# [TASK]
Recast the listing below as a Markdown table, with a "No." column for the row number and a "Text" column for each line. Skip any blank lines.

— BEGIN —

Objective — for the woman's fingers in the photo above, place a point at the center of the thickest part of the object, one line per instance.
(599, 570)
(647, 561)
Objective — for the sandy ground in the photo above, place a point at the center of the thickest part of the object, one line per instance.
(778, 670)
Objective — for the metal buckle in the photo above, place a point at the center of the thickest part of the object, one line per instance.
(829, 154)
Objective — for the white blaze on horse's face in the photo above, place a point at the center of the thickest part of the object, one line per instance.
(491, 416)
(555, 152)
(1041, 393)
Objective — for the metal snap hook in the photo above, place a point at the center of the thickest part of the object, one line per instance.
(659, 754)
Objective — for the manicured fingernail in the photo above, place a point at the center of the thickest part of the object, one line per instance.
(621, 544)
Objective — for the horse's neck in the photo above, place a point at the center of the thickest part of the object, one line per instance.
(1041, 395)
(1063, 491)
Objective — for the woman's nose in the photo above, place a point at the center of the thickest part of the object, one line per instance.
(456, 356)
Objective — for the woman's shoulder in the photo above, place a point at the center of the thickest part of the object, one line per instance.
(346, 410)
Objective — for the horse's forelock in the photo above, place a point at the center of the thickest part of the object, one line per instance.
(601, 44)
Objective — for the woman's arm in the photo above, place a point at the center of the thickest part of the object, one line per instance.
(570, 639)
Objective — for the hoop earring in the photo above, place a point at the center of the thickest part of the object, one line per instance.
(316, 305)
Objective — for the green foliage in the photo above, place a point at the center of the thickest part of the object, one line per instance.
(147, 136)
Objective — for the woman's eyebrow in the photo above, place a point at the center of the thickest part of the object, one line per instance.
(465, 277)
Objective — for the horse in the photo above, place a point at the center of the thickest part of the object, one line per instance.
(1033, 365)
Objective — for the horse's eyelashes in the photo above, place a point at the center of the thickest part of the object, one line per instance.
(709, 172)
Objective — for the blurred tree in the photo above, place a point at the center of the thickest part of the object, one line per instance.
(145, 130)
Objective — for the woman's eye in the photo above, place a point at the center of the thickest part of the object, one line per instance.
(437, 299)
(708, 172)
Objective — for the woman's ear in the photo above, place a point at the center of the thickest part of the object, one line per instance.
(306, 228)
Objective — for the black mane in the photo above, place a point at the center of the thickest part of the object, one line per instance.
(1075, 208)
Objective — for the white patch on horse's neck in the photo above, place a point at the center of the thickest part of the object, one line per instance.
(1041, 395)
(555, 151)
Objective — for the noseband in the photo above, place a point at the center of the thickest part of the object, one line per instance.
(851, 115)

— END —

# [THE SOLUTION]
| No. | Text |
|---|---|
| 1 | Objective — for the woman's fingers in the photo above, place a point at the center of the thickest part of the object, one line per instance. |
| 2 | (599, 570) |
| 3 | (647, 561) |
| 4 | Objective — for the sandy ground in the photo above, place a point at the center of the thickest part of the object, one line per instance. |
| 5 | (778, 670) |
| 6 | Objective — for the metal buckle in the photo above, place a point at the center of the thickest part of the object, one line per instance. |
| 7 | (829, 154) |
| 8 | Objective — for the white blaze on horse's face in the photo above, place a point at the center of the thickest part of the object, one line per instance. |
| 9 | (491, 416) |
| 10 | (555, 152) |
| 11 | (1041, 393) |
| 12 | Objective — for the metal snap hook in the photo above, place a point at the center of the thickest part of the object, one line per instance. |
| 13 | (659, 754) |
| 14 | Objective — for the manicured fingernail in the photo above, place a point at the center of the thickest part of the object, one line per instance. |
| 15 | (621, 544) |
| 16 | Objective — for the horse's neck in the photo above, place a point at the center of the thickest part of the object, one line per instance. |
| 17 | (1041, 395) |
| 18 | (1063, 491) |
| 19 | Objective — for the woman's nose in the photo above, place a point at the center of the thickest part of the object, one line per instance. |
| 20 | (456, 356) |
| 21 | Objective — for the woman's shoulder in the photo above, place a point at the center of the thickest part of the object, one line per instance. |
| 22 | (346, 410) |
| 23 | Objective — for the horse's forelock in the photo above, place a point at the center of the thickest part of the object, one line per instance. |
| 24 | (601, 44) |
| 25 | Objective — for the woman's arm in the photo above, place a point at the center of the thickest part of the object, one line per instance. |
| 26 | (570, 639) |
| 27 | Objective — for the hoop earring in the photo above, place a point at the center of the thickest part of the object, one line per instance. |
| 28 | (316, 305) |
| 29 | Objective — for the green foliage in the photo above, place a point at the center of the thickest part of the object, one line per instance. |
| 30 | (147, 136) |
| 31 | Objective — for the woman's eyebrow in the photo above, place a point at the center of the thickest part of the object, one line per instance. |
| 32 | (465, 277) |
| 33 | Objective — for the horse in the photo above, place a point at the center of the thickest part of the object, one line per instance. |
| 34 | (1033, 365) |
| 35 | Objective — for the horse's eyelashes in the photo above, place a point at the center of the thickest part of the object, one line per instance. |
| 36 | (709, 172) |
| 37 | Objective — for the blurred tree in the photo above, place a point at the center of the thickest part of the object, one line per instance. |
| 38 | (145, 130) |
| 39 | Objective — for the woman's eye in the photo above, place a point at the center of the thickest part of the object, one line per instance. |
| 40 | (437, 299) |
| 41 | (708, 172) |
| 42 | Objective — for the woman's ear in the photo above, place a point at the center of the thickest part of the object, one line per instance. |
| 43 | (306, 228) |
| 44 | Objective — for the black mane in the photo above, place a point at the center of the thickest part of the object, one line per instance. |
| 45 | (1075, 208) |
| 46 | Objective — for the white patch on horse's neck in the photo above, place a point at the center of the thickest part of the object, one line per instance. |
| 47 | (1041, 395) |
| 48 | (555, 151) |
| 49 | Objective — for the noseband in the photo above, place a point at the center of the thickest part of the object, one line per instance. |
| 50 | (851, 115) |